* _REQUEST 1_: Please report how many lines of the records contain the word "tree", counting matches only when the case is the same, and give the number alone.

This way overtrading is avoided and discipline takes control over the trading account. Usually, the two combined result in the trading account growing.
The Golden Ratio
By far, the most important Fibonacci retracement level is the 61.8% or the so-called “golden ratio”. Fibonacci defined this as the crucial level for almost everything that surrounds us, and it is no wonder it is finding such an important use in the technical analysis field as well.
The 61.8% level is used both in impulsive and corrective waves, but the interpretation is quite different. In impulsive waves, its main use is to find the entry before the 3rd wave, as the standard interpretation is that the 2nd wave will retrace 61.8% of the previous 1st wave.
While the retracement level is alright, in the sense that one should indeed take a trade if the 2nd wave is retracing that much into the 1st wave territory, it is unlikely that the end of the 2nd wave will be nearly the 61.8% level. Most likely is that only part of the 2nd wave, probably the a-wave, ended around the 61.8% and the rest of the 2nd wave will follow.

* _REQUEST 2_: Continue the text on the Fibonacci golden ratio from its last sentence.

* _GIVEN DATA_:
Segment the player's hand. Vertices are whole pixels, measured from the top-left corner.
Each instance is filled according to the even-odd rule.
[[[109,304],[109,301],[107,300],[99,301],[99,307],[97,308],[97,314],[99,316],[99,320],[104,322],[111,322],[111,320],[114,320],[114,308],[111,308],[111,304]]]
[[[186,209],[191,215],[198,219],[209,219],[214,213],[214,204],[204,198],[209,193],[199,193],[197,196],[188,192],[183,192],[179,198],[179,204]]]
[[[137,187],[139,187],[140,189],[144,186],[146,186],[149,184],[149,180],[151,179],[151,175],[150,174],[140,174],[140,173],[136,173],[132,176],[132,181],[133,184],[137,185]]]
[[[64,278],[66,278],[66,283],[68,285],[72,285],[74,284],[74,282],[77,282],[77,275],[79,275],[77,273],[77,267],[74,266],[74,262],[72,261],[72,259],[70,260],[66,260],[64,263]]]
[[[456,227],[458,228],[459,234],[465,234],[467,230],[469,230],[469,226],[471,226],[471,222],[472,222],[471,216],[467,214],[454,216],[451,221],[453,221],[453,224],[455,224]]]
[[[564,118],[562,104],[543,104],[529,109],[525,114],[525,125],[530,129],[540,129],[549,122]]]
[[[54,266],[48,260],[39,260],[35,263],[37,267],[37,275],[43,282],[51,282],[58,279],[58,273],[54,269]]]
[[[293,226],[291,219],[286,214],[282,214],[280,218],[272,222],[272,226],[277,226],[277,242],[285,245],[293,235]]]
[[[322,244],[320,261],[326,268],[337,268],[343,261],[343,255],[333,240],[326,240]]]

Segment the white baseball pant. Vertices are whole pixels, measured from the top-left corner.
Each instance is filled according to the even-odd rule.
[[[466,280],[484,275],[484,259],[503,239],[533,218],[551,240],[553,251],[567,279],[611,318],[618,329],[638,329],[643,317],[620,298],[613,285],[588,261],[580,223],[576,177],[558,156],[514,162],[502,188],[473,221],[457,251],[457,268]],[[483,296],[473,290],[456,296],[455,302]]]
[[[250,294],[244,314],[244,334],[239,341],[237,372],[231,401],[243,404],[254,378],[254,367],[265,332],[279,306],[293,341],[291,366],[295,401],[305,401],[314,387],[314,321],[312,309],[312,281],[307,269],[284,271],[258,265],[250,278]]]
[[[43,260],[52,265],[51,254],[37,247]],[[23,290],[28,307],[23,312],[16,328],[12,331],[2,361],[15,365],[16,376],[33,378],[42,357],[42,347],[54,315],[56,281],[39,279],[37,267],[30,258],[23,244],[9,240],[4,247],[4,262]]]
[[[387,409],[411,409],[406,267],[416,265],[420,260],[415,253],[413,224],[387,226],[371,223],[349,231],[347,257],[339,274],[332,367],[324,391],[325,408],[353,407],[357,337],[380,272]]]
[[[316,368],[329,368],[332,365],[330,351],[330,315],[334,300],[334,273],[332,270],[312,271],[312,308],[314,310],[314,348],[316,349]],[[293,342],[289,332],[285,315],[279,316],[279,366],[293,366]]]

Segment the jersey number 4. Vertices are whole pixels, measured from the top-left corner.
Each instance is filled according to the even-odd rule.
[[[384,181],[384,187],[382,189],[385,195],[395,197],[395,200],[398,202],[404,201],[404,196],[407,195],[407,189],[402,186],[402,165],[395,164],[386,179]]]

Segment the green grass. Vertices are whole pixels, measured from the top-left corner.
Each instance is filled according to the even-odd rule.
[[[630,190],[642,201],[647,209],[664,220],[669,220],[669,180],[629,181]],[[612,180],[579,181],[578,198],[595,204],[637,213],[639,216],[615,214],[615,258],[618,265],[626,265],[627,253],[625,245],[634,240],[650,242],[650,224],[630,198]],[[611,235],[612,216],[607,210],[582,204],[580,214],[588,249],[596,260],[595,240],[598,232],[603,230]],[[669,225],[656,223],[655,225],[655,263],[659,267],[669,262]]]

* * *

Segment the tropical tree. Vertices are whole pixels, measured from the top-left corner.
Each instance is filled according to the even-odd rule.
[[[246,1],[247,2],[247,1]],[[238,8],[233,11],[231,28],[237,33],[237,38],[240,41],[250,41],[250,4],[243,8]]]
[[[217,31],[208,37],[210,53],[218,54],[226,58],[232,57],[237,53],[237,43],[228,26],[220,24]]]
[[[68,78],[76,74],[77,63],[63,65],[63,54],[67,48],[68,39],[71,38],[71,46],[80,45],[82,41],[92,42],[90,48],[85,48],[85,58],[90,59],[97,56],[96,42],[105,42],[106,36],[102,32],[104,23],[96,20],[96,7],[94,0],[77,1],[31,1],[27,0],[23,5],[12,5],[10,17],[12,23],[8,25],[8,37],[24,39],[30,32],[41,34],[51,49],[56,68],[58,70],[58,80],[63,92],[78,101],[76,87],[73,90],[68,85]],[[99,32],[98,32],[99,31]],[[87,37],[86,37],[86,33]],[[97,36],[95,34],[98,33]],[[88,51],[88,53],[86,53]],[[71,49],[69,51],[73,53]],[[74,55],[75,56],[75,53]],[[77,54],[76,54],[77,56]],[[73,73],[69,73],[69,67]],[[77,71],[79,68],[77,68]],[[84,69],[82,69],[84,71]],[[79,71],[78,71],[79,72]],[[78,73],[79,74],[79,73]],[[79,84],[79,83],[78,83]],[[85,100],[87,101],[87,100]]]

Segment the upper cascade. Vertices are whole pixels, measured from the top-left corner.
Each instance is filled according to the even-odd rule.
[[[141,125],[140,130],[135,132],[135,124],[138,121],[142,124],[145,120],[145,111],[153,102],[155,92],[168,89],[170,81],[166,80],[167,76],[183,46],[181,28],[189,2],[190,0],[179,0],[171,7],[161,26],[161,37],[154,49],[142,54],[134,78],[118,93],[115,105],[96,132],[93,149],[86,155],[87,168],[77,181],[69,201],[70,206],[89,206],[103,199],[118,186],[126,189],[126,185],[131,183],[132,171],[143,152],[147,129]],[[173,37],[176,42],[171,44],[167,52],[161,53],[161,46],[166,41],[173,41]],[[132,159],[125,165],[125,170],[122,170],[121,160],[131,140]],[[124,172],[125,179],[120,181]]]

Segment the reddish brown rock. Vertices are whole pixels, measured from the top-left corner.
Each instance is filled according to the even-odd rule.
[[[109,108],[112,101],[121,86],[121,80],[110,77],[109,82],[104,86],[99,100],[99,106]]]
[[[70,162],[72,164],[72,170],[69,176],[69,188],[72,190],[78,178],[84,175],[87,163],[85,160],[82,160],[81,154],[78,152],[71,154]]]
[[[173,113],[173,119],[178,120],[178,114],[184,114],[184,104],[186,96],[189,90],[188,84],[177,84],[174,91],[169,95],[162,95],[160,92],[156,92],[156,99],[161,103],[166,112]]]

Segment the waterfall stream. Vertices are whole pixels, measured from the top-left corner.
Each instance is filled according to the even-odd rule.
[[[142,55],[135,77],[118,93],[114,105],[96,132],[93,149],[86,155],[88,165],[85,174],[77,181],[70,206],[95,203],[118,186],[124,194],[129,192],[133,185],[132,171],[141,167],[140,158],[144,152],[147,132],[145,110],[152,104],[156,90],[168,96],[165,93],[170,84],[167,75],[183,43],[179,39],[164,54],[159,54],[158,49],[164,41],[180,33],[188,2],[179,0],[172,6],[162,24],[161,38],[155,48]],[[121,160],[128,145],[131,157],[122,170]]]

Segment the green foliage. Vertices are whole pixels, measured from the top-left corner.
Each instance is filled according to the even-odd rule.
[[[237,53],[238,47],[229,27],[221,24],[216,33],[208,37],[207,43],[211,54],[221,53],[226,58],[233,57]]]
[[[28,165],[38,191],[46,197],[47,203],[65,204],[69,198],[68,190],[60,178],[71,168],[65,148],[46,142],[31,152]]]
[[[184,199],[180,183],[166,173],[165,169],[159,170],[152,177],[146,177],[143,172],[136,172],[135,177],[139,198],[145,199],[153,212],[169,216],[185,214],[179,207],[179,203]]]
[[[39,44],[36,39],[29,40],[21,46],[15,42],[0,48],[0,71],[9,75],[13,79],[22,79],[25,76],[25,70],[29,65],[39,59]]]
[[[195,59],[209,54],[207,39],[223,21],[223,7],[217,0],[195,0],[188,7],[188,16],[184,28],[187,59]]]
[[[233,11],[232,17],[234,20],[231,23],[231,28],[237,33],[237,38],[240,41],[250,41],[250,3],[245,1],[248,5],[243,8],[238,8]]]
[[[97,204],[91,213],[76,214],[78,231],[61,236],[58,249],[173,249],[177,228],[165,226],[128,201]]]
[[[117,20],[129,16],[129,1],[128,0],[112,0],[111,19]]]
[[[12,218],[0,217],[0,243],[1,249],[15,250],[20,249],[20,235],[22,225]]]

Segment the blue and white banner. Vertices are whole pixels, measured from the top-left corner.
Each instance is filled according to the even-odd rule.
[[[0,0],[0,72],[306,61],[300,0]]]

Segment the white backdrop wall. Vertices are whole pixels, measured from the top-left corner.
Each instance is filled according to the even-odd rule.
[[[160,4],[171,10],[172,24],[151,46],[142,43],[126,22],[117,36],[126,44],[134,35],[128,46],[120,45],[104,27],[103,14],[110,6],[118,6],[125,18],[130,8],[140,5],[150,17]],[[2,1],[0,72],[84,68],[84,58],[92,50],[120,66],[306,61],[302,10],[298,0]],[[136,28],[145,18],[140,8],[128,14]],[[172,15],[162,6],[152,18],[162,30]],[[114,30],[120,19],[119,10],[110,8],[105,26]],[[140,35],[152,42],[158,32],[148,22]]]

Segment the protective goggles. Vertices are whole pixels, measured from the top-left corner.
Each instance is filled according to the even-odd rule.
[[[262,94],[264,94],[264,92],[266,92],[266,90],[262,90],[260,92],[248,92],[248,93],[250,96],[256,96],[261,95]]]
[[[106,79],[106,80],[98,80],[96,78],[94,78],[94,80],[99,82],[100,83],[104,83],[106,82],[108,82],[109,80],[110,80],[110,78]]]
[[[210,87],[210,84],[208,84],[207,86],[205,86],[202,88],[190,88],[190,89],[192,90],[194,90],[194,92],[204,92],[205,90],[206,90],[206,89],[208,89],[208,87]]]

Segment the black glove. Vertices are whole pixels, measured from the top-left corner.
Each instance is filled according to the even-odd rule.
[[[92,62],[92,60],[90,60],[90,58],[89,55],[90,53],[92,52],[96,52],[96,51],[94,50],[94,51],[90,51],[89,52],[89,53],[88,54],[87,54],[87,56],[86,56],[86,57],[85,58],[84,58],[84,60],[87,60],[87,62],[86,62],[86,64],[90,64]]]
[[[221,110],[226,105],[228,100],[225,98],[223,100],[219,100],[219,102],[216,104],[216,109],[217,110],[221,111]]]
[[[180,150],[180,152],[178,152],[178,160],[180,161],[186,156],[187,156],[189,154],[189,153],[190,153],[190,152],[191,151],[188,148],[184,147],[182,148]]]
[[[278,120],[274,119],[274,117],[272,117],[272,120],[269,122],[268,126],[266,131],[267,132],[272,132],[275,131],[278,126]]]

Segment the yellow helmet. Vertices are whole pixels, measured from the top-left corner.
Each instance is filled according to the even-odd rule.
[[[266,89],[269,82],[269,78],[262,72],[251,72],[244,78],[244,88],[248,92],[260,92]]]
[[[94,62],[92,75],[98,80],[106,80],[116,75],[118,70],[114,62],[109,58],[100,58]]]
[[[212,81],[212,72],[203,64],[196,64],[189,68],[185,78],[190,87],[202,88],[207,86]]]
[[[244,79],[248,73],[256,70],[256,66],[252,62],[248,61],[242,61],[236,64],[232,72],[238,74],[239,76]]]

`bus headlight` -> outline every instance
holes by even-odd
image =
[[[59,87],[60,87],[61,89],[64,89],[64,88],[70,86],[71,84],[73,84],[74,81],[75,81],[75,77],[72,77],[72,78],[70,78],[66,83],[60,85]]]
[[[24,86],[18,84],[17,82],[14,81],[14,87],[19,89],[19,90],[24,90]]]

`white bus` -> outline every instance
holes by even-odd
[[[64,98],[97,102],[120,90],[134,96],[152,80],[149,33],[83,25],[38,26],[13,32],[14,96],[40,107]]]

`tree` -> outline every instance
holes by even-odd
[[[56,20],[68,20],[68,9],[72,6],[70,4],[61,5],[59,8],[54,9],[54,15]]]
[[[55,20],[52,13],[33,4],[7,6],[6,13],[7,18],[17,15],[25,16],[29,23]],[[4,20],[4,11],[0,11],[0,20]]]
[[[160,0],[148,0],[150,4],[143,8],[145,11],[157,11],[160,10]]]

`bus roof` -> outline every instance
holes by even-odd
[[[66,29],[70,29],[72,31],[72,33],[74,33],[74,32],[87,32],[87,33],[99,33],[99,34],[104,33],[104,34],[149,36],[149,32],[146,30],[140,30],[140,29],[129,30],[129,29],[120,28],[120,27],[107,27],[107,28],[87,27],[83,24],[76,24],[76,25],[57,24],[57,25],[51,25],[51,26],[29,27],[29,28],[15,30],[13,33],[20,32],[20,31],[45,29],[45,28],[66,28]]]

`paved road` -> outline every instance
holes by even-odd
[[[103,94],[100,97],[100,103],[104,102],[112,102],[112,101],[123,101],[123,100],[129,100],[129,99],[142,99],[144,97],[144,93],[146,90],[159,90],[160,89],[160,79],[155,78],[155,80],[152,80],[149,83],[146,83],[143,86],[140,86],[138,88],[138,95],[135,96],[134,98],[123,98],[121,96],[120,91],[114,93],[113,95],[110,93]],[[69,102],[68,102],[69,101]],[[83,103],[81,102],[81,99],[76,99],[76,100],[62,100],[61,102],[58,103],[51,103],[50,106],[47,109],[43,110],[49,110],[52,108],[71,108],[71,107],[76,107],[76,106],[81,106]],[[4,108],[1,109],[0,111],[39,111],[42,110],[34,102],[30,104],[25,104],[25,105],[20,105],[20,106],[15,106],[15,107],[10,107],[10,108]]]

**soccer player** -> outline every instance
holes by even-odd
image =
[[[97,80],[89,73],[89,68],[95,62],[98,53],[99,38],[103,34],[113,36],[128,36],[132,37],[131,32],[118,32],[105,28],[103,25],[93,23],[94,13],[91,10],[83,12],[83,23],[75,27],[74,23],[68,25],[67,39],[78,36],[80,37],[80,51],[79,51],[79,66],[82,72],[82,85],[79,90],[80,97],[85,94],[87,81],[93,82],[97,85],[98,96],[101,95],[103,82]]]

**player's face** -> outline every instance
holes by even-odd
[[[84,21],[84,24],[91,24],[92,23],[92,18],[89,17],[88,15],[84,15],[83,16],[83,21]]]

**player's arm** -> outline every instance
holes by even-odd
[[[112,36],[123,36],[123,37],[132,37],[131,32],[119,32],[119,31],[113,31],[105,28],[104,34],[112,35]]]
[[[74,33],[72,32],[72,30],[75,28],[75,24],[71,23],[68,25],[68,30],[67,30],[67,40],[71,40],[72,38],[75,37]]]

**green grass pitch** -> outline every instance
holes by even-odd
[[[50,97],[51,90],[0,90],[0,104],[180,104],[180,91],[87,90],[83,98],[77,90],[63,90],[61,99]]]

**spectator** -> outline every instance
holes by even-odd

* _EXPECTED ANSWER 1_: 2

* _EXPECTED ANSWER 2_:
This is one of the biggest mistakes traders that use Elliott as a trading tool make. However, for whatever the reason, this interpretation, even though most likely to be wrong in almost all cases, is extremely popular.
The golden ratio level is used in corrective waves as well and, as a matter of fact, it defines corrective waves. As you’re about to find out in our future articles, corrective waves are all about 61.8% retracement.
In order to correctly interpret a three-waves structure as a zigzag or a flat pattern, all eyes should be on the b-wave retracement level. If this one is retracing more or less than 61.8% when compared with the previous a-wave, matters the most in deciding if the three-waves structure is a flat or a zigzag.
Moreover, the golden ratio has implications in deciding if a correction is a simple or a complex one. If the move that follow a simple correction is not confirming the correction, it means that market is forming an intervening wave or a corrective wave.
This is the very first sign that a complex correction is about to unfold. Complex corrections are of multiple types, though, and these types are being given by the retracement level the intervening wave reaches.
In other words, the 61.8% level is decisive for the analytical thinking that should be used with Elliott Waves theory. To answer all those questions related to the nature of a move, its type, and interpretation, one will have to use the golden ratio in that process.
50% Retracement Level
The common wisdom when trading with Elliott Waves calls for the 2nd wave to retrace anywhere between 50% and 61.8% into the 1st wave territory and this makes the 50% retracement level an extremely important one. It is by far the most important use of it, and the very next one is to interpret the Fibonacci retracement inside a contracting triangle, like mentioned a bit earlier in this article.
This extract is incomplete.